Entries taken from a collection
===

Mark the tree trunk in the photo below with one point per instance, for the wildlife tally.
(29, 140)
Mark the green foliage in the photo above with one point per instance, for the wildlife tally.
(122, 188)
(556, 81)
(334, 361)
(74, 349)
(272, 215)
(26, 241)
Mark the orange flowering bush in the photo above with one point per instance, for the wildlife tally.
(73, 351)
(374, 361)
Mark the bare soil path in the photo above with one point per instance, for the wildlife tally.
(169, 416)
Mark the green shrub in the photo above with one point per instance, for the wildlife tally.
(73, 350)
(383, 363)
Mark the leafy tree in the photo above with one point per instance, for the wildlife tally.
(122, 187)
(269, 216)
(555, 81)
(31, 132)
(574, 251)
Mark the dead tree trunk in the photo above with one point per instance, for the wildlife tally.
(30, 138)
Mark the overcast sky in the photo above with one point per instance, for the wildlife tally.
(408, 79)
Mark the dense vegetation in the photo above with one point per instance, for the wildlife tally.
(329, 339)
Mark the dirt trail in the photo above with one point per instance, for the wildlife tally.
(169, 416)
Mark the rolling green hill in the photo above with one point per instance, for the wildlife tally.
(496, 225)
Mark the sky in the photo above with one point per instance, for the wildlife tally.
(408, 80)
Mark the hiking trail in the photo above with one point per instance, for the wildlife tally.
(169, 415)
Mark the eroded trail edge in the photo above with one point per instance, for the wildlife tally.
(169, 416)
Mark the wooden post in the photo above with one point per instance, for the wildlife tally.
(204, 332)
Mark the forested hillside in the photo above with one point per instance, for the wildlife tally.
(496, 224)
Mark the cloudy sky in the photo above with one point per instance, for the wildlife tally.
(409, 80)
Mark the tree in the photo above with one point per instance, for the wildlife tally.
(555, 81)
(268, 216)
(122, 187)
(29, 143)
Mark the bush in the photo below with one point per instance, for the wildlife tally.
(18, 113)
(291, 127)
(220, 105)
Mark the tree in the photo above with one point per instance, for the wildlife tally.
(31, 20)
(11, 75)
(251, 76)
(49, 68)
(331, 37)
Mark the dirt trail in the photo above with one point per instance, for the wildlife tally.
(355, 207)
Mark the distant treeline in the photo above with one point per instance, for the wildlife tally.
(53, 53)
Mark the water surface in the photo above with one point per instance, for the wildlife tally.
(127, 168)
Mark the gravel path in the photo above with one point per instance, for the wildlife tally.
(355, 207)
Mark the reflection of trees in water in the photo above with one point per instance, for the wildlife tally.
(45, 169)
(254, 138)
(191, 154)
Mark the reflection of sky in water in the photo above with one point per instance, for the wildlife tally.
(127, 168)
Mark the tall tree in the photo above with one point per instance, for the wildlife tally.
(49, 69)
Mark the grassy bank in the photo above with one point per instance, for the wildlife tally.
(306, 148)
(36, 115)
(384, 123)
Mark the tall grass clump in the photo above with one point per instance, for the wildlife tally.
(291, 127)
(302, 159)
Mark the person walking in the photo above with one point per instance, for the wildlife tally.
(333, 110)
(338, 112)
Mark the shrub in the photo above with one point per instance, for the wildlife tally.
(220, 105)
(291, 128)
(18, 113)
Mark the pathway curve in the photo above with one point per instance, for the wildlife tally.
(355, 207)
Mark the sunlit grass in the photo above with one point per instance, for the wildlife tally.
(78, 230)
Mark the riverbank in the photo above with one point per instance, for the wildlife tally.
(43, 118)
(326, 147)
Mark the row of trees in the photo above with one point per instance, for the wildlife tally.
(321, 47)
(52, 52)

===

Work order: Print exactly the line containing "Mark the pathway" and every line after it through the end of the records above, and nothing else.

Exercise output:
Mark the pathway curve in the photo above with one point per instance, for the wildlife tally.
(355, 207)
Mark the sunlit grass in the photo above with one point per instance, for the wildlife tally.
(78, 230)
Mark the riverbank in the photo above with one point per instance, for the wildlife tally.
(43, 118)
(326, 147)
Mark the row of trees in the photo above with one point per instance, for the wildlife tally.
(321, 47)
(52, 52)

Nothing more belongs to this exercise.